**Brief**
Repeat the listing below word for word, minus the pictures.

**Data listing**
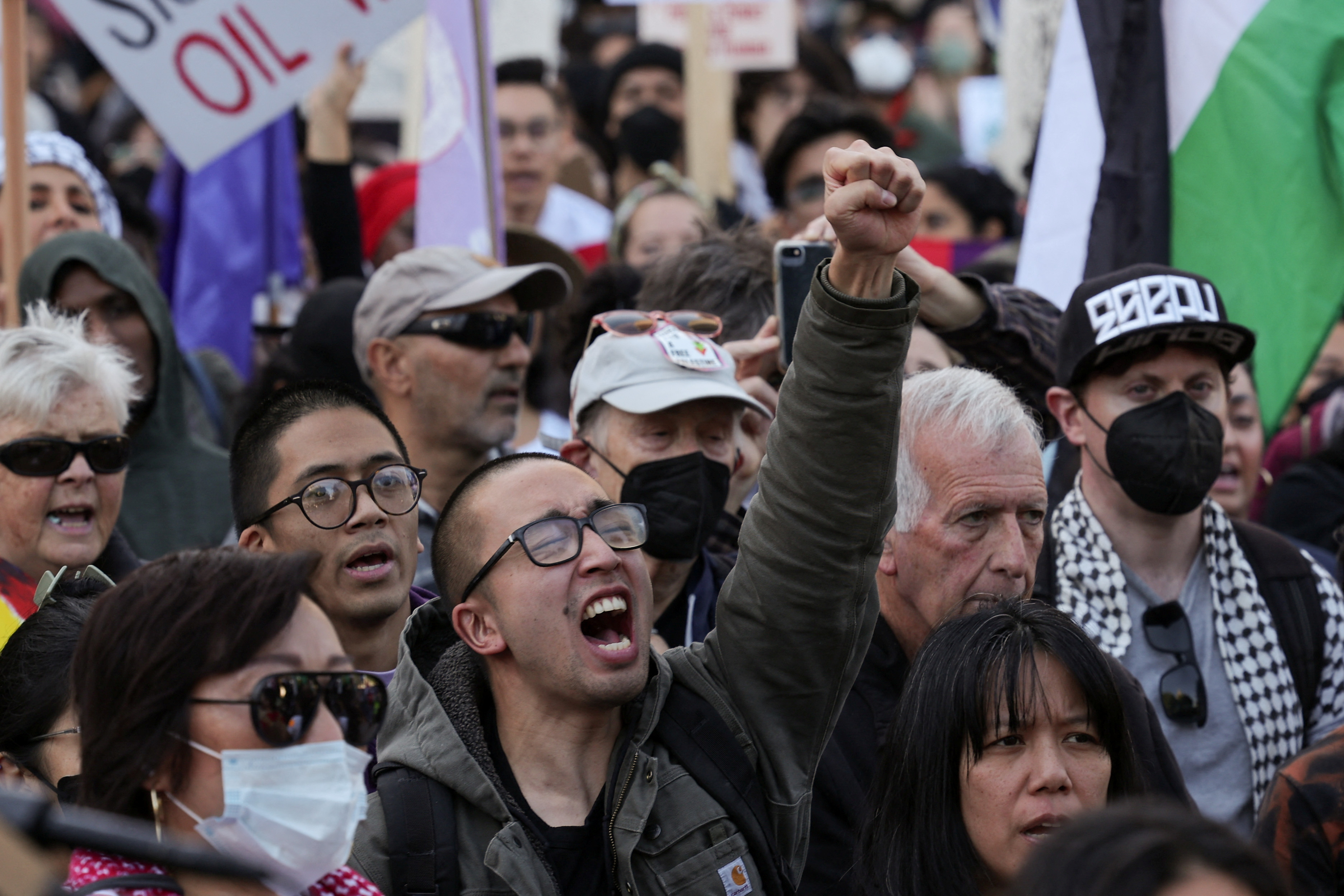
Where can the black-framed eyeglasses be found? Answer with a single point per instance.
(330, 503)
(53, 457)
(558, 539)
(1182, 687)
(284, 706)
(476, 330)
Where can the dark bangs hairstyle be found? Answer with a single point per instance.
(967, 673)
(150, 641)
(36, 672)
(1140, 849)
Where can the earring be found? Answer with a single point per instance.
(158, 808)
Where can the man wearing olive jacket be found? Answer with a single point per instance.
(566, 758)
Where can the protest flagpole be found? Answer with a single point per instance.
(15, 194)
(709, 92)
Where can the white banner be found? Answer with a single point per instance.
(209, 73)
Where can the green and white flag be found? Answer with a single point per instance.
(1207, 135)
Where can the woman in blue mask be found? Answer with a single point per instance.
(215, 700)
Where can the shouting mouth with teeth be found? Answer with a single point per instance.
(608, 625)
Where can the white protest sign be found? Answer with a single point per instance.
(744, 37)
(209, 73)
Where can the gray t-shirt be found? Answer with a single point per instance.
(1214, 760)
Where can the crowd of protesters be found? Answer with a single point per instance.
(574, 577)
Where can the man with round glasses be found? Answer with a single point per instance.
(529, 707)
(318, 467)
(441, 336)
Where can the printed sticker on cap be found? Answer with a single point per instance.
(689, 351)
(734, 876)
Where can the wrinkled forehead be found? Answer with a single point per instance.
(529, 492)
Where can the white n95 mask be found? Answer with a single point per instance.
(291, 812)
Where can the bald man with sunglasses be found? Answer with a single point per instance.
(441, 336)
(569, 758)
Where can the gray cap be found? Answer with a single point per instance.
(436, 279)
(638, 375)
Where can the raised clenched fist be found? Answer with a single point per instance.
(873, 199)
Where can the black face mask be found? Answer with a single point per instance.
(683, 498)
(1166, 456)
(650, 136)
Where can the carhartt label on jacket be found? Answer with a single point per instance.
(734, 876)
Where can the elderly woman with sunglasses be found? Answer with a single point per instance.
(215, 700)
(64, 406)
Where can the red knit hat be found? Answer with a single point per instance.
(382, 199)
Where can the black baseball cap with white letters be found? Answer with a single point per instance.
(1138, 307)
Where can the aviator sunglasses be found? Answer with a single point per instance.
(284, 706)
(1182, 687)
(631, 323)
(475, 330)
(53, 457)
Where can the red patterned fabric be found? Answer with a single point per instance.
(88, 867)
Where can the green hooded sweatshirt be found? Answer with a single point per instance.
(178, 484)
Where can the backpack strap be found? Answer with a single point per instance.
(130, 882)
(421, 832)
(1288, 585)
(701, 742)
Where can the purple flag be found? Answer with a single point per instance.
(460, 197)
(232, 230)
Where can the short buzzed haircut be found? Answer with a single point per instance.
(255, 464)
(451, 555)
(959, 402)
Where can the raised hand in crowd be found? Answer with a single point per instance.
(328, 109)
(873, 205)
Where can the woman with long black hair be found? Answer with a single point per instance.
(1010, 724)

**Exercise answer**
Where can the black-framed eyeglasses be found? Answer with a single point per instance.
(330, 503)
(53, 457)
(558, 539)
(1182, 687)
(284, 706)
(476, 330)
Where can the dark bangs hairstyle be found? Answer with a single point per instance.
(967, 673)
(150, 641)
(36, 672)
(1140, 849)
Where can the earring be found? Answer with a single point per instance.
(158, 808)
Where can the man wearing olive jacket be found? Answer with a single point per instance.
(566, 758)
Where can the protest flagpole be found? Answer with a single point per instance.
(15, 194)
(709, 92)
Where can the white banner be found? Answer with a single point per instance.
(209, 73)
Where can the green and white flag be found? Answer with a single point per instance.
(1207, 135)
Where can the woman in blue mask be found? Answer with a single point per instance.
(215, 700)
Where can the shouting mouth with teeth be found? Answer with a single point per instance.
(608, 625)
Where can the white protest sign be found? Answer with a single point per instance.
(744, 37)
(209, 73)
Where can the gray t-shirt be found? Answer with a single point per instance.
(1214, 760)
Where can the crowd of protesters be found? Answer with a single point per instance.
(574, 577)
Where can the man with round glasses be found? Answer with a single point per instance.
(529, 707)
(318, 467)
(441, 336)
Where can the printed sticker on cap be found? Answer with a single point per instance.
(689, 351)
(734, 876)
Where can the wrinkled forehead be found? Answer with a single point per instance.
(529, 492)
Where can the white n95 mask be found? Answer with a single point per instance.
(291, 812)
Where can the bald man with sunglasses be found? Answer with a single point per instance.
(441, 336)
(569, 758)
Where can the gray cap be found? Answer with a single point per instance.
(436, 279)
(638, 375)
Where can the raised clenched fist be found? Answer with a single point per instance.
(873, 199)
Where can the black face mask be found? Answer with a single point per instance.
(683, 498)
(1166, 456)
(650, 136)
Where can the carhartt label on jacket be found? Answer with a single point per instance.
(734, 876)
Where can the elderly woman with sunglasses be found? Answer with a single point per instance.
(215, 700)
(64, 406)
Where can the red knit hat be found? Answer with a single point per instance.
(382, 199)
Where can the black baseball cap with white letters be found? Answer with a single point per instance.
(1138, 307)
Where can the aviator sunglasses be found? Answer with a single point per instance.
(284, 706)
(1182, 687)
(631, 323)
(475, 330)
(53, 457)
Where can the red patterned fabric be found? Answer with a single point per instance.
(88, 867)
Where can the green hooded sweatshirt be found? Answer with a single point per instance.
(178, 484)
Where can the backpack strap be found? Answer with a single point per instance.
(130, 882)
(421, 832)
(1288, 585)
(701, 742)
Where can the purple flag be found? Answer with a single point per instance.
(460, 197)
(232, 230)
Where can the short buzzed haircut be found? Answer with a single point per instance.
(255, 464)
(451, 555)
(959, 402)
Where can the raised hand in crowd be found? Answer with a single point per instance.
(328, 109)
(873, 205)
Where can the woman with long black hair be found? Answer with a single point per instance.
(1010, 724)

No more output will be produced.